* **Stated goal**
Copy out each line of the dataset records below that contains the string "leafy". Matching is case-sensitive.

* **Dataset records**
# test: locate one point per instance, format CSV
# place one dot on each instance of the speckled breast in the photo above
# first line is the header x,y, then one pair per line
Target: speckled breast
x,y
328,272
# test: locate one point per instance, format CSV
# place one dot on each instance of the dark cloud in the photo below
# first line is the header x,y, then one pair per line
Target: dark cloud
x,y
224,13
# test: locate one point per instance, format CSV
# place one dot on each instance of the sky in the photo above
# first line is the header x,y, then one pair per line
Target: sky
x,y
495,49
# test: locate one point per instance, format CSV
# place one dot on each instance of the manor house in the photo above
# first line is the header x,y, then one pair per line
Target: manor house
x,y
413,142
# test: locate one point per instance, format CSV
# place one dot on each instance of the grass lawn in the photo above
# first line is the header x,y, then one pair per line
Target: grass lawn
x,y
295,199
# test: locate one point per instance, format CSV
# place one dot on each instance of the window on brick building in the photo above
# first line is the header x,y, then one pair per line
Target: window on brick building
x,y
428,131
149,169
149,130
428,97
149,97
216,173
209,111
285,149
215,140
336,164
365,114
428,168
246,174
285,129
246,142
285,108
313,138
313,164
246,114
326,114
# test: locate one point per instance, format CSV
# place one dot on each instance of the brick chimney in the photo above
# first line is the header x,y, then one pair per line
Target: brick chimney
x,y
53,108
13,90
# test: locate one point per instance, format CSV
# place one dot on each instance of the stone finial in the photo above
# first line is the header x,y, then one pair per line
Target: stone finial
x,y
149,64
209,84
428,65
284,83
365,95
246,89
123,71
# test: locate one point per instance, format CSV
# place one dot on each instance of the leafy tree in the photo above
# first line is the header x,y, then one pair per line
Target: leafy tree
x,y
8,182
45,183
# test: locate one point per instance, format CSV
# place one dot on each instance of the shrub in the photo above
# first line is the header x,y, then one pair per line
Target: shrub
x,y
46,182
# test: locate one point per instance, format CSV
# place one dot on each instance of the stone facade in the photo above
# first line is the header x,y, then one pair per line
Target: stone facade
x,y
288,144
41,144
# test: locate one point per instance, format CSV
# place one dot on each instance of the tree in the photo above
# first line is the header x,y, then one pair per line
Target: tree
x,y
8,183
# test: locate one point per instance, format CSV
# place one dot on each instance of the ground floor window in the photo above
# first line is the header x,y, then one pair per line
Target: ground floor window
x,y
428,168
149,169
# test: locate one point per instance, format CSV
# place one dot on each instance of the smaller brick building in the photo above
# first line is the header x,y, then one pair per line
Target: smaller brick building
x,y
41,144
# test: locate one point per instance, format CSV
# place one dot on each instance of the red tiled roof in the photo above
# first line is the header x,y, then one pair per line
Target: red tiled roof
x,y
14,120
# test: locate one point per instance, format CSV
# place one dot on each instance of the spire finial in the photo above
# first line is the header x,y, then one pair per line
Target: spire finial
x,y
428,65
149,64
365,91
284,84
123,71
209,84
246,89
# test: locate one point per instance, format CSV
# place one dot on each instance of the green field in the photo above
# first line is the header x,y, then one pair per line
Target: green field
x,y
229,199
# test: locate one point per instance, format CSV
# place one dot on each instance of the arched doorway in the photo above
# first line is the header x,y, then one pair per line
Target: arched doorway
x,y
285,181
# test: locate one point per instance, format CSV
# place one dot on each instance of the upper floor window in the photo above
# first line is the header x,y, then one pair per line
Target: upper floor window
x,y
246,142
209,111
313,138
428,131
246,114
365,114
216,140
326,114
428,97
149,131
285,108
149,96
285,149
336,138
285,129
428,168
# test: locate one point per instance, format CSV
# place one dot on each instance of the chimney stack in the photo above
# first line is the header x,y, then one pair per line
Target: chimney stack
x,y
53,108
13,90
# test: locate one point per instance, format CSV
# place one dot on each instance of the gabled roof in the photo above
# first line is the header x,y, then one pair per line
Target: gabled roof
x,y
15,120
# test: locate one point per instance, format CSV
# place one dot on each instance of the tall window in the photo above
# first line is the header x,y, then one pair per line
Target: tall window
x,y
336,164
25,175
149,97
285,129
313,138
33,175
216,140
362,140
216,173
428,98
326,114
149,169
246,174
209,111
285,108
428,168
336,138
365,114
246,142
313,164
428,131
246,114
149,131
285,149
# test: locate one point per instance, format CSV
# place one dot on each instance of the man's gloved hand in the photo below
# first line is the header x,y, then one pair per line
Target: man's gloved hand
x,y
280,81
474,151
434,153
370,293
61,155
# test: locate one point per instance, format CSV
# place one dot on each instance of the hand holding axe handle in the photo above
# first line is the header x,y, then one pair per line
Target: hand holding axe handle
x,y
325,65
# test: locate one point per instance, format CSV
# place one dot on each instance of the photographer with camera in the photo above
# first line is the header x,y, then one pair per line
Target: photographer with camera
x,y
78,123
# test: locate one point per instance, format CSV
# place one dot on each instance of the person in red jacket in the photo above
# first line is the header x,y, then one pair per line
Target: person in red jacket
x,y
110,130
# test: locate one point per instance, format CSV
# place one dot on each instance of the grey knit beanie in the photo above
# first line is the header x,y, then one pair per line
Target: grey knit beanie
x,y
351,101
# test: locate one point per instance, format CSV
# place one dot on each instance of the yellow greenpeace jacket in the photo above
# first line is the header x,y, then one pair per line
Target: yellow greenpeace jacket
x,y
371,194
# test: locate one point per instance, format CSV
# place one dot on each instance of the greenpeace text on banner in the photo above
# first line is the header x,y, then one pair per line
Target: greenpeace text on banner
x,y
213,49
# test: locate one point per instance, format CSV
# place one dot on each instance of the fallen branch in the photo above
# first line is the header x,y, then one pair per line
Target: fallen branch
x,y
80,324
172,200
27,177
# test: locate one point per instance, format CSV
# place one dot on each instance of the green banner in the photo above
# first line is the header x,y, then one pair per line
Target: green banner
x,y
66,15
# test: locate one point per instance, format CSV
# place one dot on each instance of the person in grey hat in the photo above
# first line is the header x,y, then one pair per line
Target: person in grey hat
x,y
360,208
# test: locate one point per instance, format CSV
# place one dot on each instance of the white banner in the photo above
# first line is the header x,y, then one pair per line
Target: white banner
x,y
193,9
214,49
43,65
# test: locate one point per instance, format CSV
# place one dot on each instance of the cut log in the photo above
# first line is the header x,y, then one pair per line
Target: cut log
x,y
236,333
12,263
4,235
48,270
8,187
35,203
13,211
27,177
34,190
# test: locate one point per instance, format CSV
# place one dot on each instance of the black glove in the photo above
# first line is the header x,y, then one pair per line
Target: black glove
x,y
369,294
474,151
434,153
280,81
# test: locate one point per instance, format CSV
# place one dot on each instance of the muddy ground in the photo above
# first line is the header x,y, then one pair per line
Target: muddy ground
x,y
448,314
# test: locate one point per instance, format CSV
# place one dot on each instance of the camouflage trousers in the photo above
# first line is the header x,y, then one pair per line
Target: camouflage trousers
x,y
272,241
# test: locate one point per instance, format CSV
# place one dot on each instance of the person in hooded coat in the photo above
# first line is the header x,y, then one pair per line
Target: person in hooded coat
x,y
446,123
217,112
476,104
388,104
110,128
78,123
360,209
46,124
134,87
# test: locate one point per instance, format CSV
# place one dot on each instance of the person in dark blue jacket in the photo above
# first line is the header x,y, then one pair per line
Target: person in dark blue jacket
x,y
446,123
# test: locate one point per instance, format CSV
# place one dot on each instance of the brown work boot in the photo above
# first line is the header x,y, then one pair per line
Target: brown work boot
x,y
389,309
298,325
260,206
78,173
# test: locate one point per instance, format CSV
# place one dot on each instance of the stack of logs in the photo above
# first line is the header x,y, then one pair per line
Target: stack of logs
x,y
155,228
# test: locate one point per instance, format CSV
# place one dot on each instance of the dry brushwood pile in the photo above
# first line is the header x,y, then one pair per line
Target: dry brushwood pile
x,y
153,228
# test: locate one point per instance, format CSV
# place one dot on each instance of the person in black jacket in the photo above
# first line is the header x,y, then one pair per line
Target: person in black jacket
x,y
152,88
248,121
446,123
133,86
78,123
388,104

* **Response to the exercise**
# place one dot on each instance of the leafy tree in the photo above
Target: leafy tree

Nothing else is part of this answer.